Task details:
Write out the listing in full, matching it word for word.

------ Records supplied

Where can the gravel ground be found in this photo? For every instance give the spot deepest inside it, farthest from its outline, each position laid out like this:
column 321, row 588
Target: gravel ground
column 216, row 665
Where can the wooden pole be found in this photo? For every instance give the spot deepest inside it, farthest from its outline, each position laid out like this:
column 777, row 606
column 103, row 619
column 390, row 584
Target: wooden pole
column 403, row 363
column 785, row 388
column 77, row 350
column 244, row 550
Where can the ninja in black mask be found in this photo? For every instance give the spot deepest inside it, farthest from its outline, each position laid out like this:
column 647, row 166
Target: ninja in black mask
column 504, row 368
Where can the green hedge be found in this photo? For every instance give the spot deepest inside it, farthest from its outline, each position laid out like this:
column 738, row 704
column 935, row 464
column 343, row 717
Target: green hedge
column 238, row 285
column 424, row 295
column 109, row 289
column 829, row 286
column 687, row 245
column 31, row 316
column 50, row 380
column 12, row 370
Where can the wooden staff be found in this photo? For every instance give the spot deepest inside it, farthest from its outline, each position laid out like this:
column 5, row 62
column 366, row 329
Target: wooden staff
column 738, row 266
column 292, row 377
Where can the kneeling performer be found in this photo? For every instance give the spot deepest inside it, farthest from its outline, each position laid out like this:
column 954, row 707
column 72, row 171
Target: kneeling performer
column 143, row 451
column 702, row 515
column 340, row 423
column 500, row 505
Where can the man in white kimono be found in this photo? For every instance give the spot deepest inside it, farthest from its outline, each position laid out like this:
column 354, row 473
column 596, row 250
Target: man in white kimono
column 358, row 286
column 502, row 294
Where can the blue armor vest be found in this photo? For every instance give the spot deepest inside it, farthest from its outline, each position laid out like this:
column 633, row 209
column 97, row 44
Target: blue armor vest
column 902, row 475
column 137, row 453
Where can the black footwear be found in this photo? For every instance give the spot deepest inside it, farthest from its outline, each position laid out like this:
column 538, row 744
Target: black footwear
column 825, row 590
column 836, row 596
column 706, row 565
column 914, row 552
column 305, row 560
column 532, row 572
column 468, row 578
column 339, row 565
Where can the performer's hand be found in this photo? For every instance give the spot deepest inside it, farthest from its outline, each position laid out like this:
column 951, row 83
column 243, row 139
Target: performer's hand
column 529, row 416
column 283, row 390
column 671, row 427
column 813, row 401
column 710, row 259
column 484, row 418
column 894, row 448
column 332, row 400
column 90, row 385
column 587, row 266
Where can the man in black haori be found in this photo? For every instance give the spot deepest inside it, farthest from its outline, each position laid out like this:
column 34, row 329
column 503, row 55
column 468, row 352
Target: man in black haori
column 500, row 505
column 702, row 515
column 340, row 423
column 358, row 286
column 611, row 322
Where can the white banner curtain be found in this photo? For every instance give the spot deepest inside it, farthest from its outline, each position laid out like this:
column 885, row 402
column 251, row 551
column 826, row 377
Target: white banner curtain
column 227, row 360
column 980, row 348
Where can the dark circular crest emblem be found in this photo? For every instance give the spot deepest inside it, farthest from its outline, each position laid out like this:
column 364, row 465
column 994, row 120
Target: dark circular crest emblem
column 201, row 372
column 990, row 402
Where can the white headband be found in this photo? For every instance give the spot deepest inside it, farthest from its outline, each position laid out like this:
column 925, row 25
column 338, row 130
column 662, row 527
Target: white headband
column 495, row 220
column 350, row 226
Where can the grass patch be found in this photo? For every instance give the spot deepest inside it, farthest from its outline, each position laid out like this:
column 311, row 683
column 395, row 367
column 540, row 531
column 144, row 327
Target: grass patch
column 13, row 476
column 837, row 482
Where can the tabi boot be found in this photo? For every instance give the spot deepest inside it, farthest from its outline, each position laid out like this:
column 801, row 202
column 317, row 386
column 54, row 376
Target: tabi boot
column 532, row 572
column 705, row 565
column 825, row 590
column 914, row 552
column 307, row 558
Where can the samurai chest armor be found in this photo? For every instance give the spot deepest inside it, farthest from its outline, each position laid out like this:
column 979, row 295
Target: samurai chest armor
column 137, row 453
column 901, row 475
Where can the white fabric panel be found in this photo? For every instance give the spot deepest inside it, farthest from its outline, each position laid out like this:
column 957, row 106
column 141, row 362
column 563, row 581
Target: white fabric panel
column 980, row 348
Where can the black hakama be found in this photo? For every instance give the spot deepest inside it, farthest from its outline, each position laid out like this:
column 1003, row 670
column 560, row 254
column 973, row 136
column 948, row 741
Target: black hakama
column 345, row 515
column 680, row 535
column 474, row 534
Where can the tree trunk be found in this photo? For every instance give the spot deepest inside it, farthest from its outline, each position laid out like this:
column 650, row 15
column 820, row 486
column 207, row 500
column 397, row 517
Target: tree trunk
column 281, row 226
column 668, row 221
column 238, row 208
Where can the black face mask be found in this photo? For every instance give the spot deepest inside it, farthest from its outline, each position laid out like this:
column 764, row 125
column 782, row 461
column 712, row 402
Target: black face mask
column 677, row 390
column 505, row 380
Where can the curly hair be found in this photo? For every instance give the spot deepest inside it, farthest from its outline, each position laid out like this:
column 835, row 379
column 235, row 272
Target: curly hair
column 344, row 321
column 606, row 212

------------

Response to the exercise:
Where can the gravel ground be found in this photo? For every instance give the spot deepest inside it, farthest from its outline, each position laid out like this:
column 321, row 588
Target: gravel ground
column 216, row 665
Where can the wooden pole be found in this photo? For every instance give the spot deepest inside it, farthest from its outline, each position laid out like this:
column 777, row 606
column 103, row 619
column 390, row 584
Target: wooden pole
column 403, row 363
column 785, row 388
column 77, row 350
column 244, row 550
Where can the ninja in black mask be found in this photo? For every instance give the spot deepest inside it, farthest from its outline, each position laid out like this:
column 647, row 166
Target: ninja in black mask
column 504, row 368
Where can the green hedge be found in this photo? For every instance give the spot deepest inside it, farthest from its outline, each position laid out like this:
column 738, row 704
column 935, row 464
column 343, row 717
Target: green hedge
column 238, row 285
column 424, row 295
column 109, row 289
column 829, row 286
column 687, row 245
column 31, row 316
column 50, row 380
column 12, row 370
Where can the wooden staff be found in this photo? For every instance give the spot deepest inside it, farthest from its outline, each position laid out like this:
column 5, row 62
column 366, row 329
Target: wooden staff
column 738, row 266
column 292, row 377
Where can the kneeling performer be found in this photo? For every instance give the spot deepest inside it, farthest from its outline, each position laid out like this:
column 954, row 707
column 72, row 171
Target: kneeling performer
column 143, row 451
column 702, row 515
column 340, row 423
column 500, row 505
Where can the man in white kimono be found in this photo? For every instance give the spot deepest inside it, farthest from its outline, each position laid out like this:
column 354, row 473
column 596, row 250
Target: man in white kimono
column 358, row 286
column 502, row 294
Where can the blue armor vest be found in this photo? For every instance give the spot deepest inside it, farthest from its outline, each position laid out like this:
column 633, row 209
column 97, row 44
Target: blue armor vest
column 902, row 475
column 137, row 453
Where can the black footwear be found in this photo? For every instance give the spot deepest inside it, farthest from its outline, each position laid out like this:
column 538, row 744
Target: black footwear
column 825, row 590
column 836, row 596
column 706, row 565
column 914, row 552
column 305, row 560
column 532, row 572
column 468, row 578
column 339, row 565
Where can the performer's hand be found in this photo? For every instance give the spot deepest inside it, farthest from its outline, each position laid out like this:
column 951, row 83
column 243, row 139
Target: performer's hand
column 529, row 416
column 283, row 390
column 671, row 427
column 813, row 401
column 710, row 259
column 484, row 418
column 894, row 448
column 332, row 400
column 90, row 385
column 587, row 266
Where can the man in black haori be found in this photo? For every instance give the spot deepest inside it, farthest from its outline, each position laid out like this:
column 34, row 329
column 503, row 55
column 468, row 352
Target: man in black haori
column 500, row 505
column 702, row 515
column 340, row 423
column 358, row 286
column 611, row 322
Where can the white banner curtain be found in this photo? For every instance give the spot deepest inside it, farthest from its outline, each position laid out like this:
column 885, row 402
column 251, row 551
column 826, row 377
Target: white banner curtain
column 227, row 360
column 980, row 348
Where can the dark circular crest emblem be found in this photo? For every instance give the spot deepest inside it, farthest from its outline, each position laid out like this:
column 364, row 465
column 994, row 120
Target: dark circular crest emblem
column 201, row 372
column 990, row 402
Where can the white headband be found in this photo? For every instance give the spot deepest inside it, farthest from its outline, each position laid out like this:
column 925, row 25
column 338, row 130
column 662, row 527
Target: white headband
column 495, row 220
column 350, row 226
Where can the grass patch be found in this photo? For every instance give the spot deepest inside it, farthest from its outline, each position laid out like this:
column 311, row 683
column 395, row 367
column 540, row 531
column 144, row 327
Target: grass patch
column 13, row 476
column 837, row 482
Where can the tabi boot be found in this photo? For every instance give the spot deepest inside it, farthest from its outline, each position laid out like this:
column 801, row 202
column 317, row 386
column 54, row 376
Target: tabi boot
column 532, row 572
column 705, row 565
column 825, row 590
column 914, row 552
column 307, row 558
Where can the samurai chest armor be found in this photo? For every instance give the spot deepest inside it, farthest from its outline, each position laid out like this:
column 979, row 295
Target: samurai chest armor
column 137, row 453
column 901, row 475
Where can the white fabric panel be found in this photo? For every instance give the spot deepest inside it, farthest from its outline, each position laid out like this:
column 957, row 106
column 141, row 362
column 563, row 581
Target: white fabric panel
column 980, row 348
Where can the black hakama be found in this photo? For every instance give the spot deepest inside it, farthest from its outline, each position laid out like this:
column 1003, row 670
column 560, row 254
column 973, row 136
column 948, row 741
Target: black hakama
column 345, row 515
column 680, row 535
column 474, row 534
Where can the tree trunk be found in this photo? For every instance give the spot deepest inside it, farthest from its outline, each position laid out like this:
column 650, row 15
column 820, row 486
column 207, row 500
column 397, row 517
Target: tree trunk
column 281, row 226
column 668, row 221
column 238, row 208
Where can the black face mask be found in this photo? For every instance give the spot deepest inside it, farthest from its outline, each position laid out like this:
column 764, row 125
column 782, row 461
column 712, row 402
Target: black face mask
column 677, row 390
column 505, row 380
Where can the curly hair be found in this photo? For every instance give the spot deepest inside it, farthest from its outline, each position laid out like this:
column 835, row 379
column 235, row 272
Target: curly hair
column 344, row 321
column 606, row 212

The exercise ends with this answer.